PROBLEM TO SOLVE => Among the entries, which lines carry the string "hanging"? Copy each of them.

[Opening RECORDED INFORMATION section]

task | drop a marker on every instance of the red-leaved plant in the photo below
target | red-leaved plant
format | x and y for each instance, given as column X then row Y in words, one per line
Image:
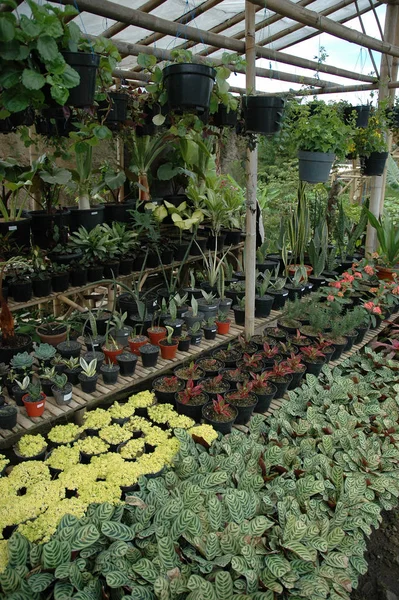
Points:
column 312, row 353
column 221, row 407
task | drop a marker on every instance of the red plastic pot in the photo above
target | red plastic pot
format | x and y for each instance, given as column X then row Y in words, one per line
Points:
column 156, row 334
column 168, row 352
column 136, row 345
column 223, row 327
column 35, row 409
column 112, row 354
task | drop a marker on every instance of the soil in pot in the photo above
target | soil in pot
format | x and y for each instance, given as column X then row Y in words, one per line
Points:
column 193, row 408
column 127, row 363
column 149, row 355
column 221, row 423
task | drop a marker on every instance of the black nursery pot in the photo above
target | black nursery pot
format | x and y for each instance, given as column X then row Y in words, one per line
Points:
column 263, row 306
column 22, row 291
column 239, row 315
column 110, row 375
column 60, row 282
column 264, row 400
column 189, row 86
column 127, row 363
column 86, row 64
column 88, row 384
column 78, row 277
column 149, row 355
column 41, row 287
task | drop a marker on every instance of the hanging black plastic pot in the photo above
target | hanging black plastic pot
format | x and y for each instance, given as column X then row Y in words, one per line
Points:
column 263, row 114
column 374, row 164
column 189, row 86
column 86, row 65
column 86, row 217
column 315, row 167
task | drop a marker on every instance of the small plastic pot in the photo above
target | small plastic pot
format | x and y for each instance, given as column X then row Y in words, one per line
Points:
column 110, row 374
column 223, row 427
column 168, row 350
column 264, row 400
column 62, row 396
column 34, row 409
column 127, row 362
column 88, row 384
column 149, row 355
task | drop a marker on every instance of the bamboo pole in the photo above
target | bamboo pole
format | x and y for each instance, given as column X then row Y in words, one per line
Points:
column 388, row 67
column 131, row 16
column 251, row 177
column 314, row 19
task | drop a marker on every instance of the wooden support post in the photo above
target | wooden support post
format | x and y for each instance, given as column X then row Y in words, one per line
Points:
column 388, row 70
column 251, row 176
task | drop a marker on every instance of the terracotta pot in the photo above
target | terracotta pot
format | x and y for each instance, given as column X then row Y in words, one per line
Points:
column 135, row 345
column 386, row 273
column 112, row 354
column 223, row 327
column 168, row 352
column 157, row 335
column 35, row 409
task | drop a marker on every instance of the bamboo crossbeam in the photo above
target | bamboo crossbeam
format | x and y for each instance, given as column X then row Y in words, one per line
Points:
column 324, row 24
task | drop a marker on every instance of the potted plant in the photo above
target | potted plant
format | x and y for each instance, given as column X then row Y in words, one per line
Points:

[Closing RECORDED INFORMATION section]
[Opening RECORDED INFORMATION section]

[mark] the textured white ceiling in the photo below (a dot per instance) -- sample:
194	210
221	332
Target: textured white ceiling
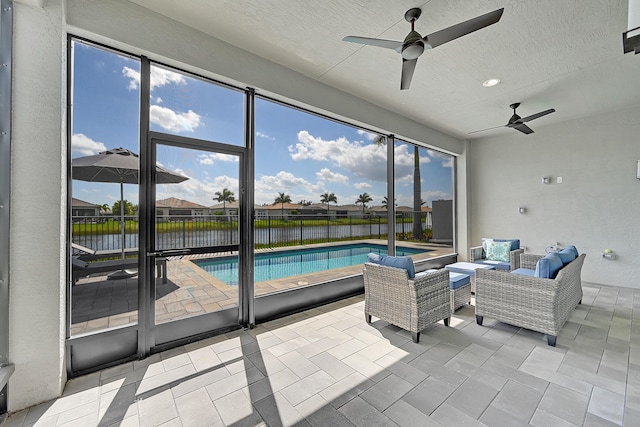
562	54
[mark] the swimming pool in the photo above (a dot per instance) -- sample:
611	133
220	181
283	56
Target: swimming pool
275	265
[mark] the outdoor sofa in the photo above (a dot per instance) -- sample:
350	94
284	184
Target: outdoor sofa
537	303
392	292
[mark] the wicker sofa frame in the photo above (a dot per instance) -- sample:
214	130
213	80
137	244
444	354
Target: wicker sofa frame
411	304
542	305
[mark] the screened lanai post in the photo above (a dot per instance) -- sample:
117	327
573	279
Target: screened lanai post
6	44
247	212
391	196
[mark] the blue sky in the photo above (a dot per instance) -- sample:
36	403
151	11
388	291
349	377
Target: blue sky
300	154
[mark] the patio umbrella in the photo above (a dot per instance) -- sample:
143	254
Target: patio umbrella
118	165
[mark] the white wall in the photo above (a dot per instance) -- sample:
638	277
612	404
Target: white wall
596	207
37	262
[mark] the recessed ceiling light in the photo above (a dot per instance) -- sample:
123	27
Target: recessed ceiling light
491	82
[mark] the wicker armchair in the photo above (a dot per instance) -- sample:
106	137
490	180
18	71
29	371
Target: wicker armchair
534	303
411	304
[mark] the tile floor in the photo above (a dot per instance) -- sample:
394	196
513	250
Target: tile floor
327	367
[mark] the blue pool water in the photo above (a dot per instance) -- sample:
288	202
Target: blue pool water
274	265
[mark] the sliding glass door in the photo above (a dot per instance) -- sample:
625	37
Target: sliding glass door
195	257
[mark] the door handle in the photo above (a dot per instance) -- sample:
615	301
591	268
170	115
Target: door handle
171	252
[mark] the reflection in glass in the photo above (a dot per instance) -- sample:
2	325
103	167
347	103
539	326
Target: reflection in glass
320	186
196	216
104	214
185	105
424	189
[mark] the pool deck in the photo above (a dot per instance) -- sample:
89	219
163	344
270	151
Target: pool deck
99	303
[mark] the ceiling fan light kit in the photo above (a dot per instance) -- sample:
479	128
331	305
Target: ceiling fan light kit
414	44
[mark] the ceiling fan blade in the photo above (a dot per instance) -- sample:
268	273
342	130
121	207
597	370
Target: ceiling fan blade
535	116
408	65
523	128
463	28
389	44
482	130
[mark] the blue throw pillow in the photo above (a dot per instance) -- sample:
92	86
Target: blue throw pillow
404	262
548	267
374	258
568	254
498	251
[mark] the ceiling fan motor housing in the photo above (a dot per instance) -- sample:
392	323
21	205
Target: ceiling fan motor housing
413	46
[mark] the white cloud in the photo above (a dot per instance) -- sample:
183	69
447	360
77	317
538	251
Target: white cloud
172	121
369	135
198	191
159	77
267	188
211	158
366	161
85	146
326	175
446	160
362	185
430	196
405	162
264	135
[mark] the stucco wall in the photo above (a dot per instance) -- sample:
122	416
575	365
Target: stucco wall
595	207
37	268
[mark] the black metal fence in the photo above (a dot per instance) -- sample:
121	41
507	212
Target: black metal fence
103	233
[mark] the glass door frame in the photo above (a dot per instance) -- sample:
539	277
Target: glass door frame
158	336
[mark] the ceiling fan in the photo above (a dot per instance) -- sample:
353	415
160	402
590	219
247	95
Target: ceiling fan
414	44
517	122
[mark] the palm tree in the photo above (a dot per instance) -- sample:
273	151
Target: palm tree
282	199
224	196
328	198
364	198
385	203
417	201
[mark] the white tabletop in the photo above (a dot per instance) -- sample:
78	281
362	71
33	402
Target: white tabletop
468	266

[Closing RECORDED INFORMATION section]

OUTPUT =>
task | drop a marker on every instance of the hanging black plastic pot in the photo above
target | hanging black plastic pot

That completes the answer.